-- START DOCUMENT TEXT --

# captive-bred vs. wild-caught fish



## sovrappensiero (Aug 5, 2010)

I did a quick forum search and nothing came up on this topic...but I just found this forum yesterday so please if this question has already been asked feel free to point me in the right direction.

I was just wondering if there are any good sources on which species are most often sold as captive-bred? I'm just re-starting my aquarium after several years, and I am trying to decide which fishies I will eventually add to my riverbank paradise. :-D I _do not_ want to buy any wild-caught fish if possible; the _only_ exception to this might be if it is a species that naturally occurs in abundance and has no risk of becoming endangered. That being said, I still prefer the "natural look" (i.e. no glow-in-the-dark tetras or anything like that) and I want my fishies to coexist happily and as close to life in the wild as I can. I think a South American (non-discus) biotope is what I'd like to base my tank on.

I looked on the fish profiles on this site but while it does give the species' origin I have not seen information on status as either wild-caught or captive-bred. Could anyone help me either a). find such a resource or b). suggest South American fishies that are captive-bred? (or tell me I've lost my mind because none of them are)

Thanks in advance!


----------



## zof (Apr 23, 2010)

-- END DOCUMENT TEXT --
-- START EXTRACTED INFORMATION --

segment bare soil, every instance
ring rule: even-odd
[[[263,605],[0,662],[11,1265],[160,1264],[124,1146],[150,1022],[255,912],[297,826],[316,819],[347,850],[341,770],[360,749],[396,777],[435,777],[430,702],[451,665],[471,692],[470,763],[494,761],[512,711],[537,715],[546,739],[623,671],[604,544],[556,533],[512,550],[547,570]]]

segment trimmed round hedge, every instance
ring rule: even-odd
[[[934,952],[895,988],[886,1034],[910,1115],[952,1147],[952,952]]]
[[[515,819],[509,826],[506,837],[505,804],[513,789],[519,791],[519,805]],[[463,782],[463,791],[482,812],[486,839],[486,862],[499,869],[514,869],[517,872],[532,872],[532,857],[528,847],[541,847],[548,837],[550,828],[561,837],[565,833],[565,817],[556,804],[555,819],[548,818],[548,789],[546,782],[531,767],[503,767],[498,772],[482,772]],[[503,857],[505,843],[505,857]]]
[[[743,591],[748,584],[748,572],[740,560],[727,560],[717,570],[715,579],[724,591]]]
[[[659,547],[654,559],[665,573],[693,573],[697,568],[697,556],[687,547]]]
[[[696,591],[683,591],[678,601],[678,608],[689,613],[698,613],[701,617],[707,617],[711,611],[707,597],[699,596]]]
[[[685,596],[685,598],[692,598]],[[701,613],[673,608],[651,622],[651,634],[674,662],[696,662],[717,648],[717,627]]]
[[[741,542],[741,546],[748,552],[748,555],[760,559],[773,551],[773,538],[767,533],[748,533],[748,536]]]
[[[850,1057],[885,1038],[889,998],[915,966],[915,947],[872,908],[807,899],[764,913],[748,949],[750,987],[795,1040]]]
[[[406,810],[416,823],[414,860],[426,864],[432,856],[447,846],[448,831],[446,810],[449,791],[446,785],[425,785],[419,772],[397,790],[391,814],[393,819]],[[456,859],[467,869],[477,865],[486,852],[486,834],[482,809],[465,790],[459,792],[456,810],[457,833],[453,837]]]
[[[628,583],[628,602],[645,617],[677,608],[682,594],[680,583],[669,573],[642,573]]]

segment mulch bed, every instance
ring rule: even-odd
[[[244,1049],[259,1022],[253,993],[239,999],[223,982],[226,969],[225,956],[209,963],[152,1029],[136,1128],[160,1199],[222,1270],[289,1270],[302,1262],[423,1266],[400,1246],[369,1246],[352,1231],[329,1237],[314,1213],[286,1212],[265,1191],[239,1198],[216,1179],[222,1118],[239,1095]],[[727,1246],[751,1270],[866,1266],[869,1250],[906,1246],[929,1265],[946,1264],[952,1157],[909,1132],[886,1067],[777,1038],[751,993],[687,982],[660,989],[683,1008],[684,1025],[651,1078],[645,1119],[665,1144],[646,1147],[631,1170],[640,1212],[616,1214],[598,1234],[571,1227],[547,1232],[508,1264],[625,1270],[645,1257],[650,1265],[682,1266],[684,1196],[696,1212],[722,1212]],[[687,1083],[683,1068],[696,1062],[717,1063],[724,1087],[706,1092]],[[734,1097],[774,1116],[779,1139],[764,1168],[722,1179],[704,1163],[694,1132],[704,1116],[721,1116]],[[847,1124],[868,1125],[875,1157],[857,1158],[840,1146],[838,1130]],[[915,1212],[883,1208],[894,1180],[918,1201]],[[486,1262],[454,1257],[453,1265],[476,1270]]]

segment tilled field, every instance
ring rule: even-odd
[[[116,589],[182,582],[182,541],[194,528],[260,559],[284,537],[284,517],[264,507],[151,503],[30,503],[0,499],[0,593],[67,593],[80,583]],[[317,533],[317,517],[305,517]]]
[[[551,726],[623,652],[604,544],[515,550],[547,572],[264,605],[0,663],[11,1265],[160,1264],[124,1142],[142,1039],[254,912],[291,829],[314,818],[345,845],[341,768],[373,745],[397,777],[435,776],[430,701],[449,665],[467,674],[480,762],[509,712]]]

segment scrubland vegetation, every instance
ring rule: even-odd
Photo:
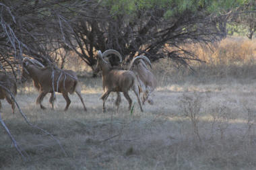
[[[58,138],[67,155],[49,136],[28,126],[17,110],[11,114],[3,101],[2,118],[27,160],[1,128],[0,169],[255,169],[255,40],[228,38],[212,50],[199,44],[183,48],[205,62],[191,61],[193,71],[166,58],[154,63],[155,103],[146,103],[144,112],[136,103],[128,112],[122,96],[117,113],[113,93],[102,114],[101,79],[84,76],[90,73],[83,66],[75,67],[81,67],[84,75],[86,113],[76,95],[63,112],[65,102],[59,94],[55,110],[47,97],[48,108],[42,110],[35,105],[38,93],[32,84],[19,85],[16,100],[22,111],[32,124]]]

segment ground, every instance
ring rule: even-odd
[[[146,103],[144,112],[130,91],[133,112],[122,95],[117,112],[113,93],[102,113],[100,78],[81,79],[87,112],[75,94],[67,112],[60,94],[55,110],[50,108],[49,95],[43,102],[47,109],[42,110],[31,85],[20,86],[16,100],[29,121],[51,133],[61,146],[28,126],[17,109],[12,114],[11,105],[3,101],[3,120],[26,160],[1,128],[1,169],[256,168],[256,79],[158,79],[154,105]]]

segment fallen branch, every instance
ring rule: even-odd
[[[55,136],[53,136],[53,135],[52,134],[51,134],[50,132],[48,132],[46,130],[44,130],[44,129],[42,129],[42,128],[40,128],[40,127],[38,127],[38,126],[36,126],[36,125],[34,125],[34,124],[31,124],[31,123],[28,121],[28,118],[27,118],[26,114],[25,114],[24,113],[23,113],[22,110],[21,110],[21,108],[20,108],[20,105],[19,105],[19,104],[17,103],[16,100],[15,99],[14,96],[13,95],[12,93],[11,93],[11,92],[7,89],[7,88],[6,88],[5,87],[4,87],[3,85],[1,85],[1,84],[0,84],[0,87],[2,87],[2,88],[3,88],[3,89],[4,89],[7,92],[8,92],[9,94],[11,96],[12,99],[13,99],[14,102],[15,103],[15,104],[16,104],[16,105],[17,105],[17,108],[18,108],[18,109],[20,113],[22,114],[22,117],[24,118],[26,122],[29,126],[32,126],[32,127],[33,127],[33,128],[34,128],[38,129],[38,130],[42,131],[44,133],[45,133],[45,134],[49,135],[49,136],[50,136],[53,140],[55,140],[59,144],[59,146],[61,147],[61,149],[62,151],[64,153],[65,155],[67,156],[67,155],[66,152],[65,151],[65,150],[64,150],[63,147],[62,146],[62,145],[61,145],[61,142],[59,142],[59,140],[58,139],[57,139]],[[2,122],[3,122],[3,121],[1,121],[1,123],[2,123]],[[5,127],[5,126],[4,126],[4,127]],[[6,129],[6,128],[5,128],[5,129]],[[8,133],[9,133],[9,132],[8,132]],[[10,136],[10,135],[9,135],[9,136]],[[12,136],[11,134],[10,137],[11,137],[11,136]],[[11,138],[13,138],[11,137]],[[14,140],[14,141],[15,141],[15,140]],[[14,144],[15,145],[16,142],[13,142],[13,143],[14,143]],[[18,146],[18,145],[15,145],[15,146]],[[20,153],[20,152],[19,152],[19,153]]]

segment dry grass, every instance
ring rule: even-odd
[[[228,46],[228,50],[232,41],[225,40],[216,49]],[[244,40],[235,42],[245,46],[243,50],[255,46]],[[49,95],[44,100],[49,109],[41,110],[34,103],[38,95],[34,89],[20,87],[16,98],[22,110],[31,122],[60,140],[67,156],[49,136],[27,126],[17,111],[12,115],[4,101],[2,117],[28,160],[22,160],[1,128],[0,169],[255,169],[256,55],[253,52],[243,55],[251,56],[253,62],[243,58],[214,65],[223,57],[216,56],[213,62],[195,63],[194,74],[165,69],[166,63],[172,65],[169,60],[154,64],[159,82],[155,104],[146,104],[143,113],[136,103],[134,112],[128,112],[123,96],[117,113],[113,94],[102,114],[100,78],[82,79],[86,113],[75,95],[67,112],[63,111],[65,102],[59,95],[55,110],[50,109]],[[132,98],[135,101],[134,95]]]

-- END EXTRACTED INFORMATION --

=== AIM OF THE TASK ===
Write the next part of the forum thread on captive-bred and wild-caught aquarium fish, picking up right after its last line. The rows come from a source unrelated to the thread about aquarium fish.

=== WRITTEN RESPONSE ===
Thats a good point it would be nice to know which species are most commonly captive bred, it might be kind of hard though because some might be a mix, but I have a feeling most of the common fish you can find will be captive bred since most of the time the unique colorations are brought out through selective breeding. Among these would probably be most the common live bearers such as platys, mollys and guppys. As I know most of the wild caught of these lack much coloration.

You might look around for places that sell fish online and also profiles like ours and see if breeding conditions are offered there, as if it sounds like they easily and readily breed the ones you find in the stores will be more then likely captive bred.

I know one hard to bred fish is the Otocinclus Catfish, people often bring up how stressful a process it is for them to be captured, which is why alot of people have a hard time getting brand new ones to stay alive. But I can deal with it and they are one of my favorite fish in my tank.


----------



## Bluetangclan (Jan 23, 2010)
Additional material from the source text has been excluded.